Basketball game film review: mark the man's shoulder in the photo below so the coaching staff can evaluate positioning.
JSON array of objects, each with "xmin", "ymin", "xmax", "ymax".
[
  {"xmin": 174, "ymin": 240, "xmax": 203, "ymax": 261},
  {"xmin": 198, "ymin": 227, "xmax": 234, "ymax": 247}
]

········

Would you output the entire listing exactly as written?

SOLVED EXERCISE:
Basketball game film review: mark the man's shoulder in the photo below so the coaching staff can evaluate positioning.
JSON array of objects, each with "xmin", "ymin", "xmax", "ymax".
[
  {"xmin": 174, "ymin": 240, "xmax": 203, "ymax": 261},
  {"xmin": 198, "ymin": 227, "xmax": 234, "ymax": 247}
]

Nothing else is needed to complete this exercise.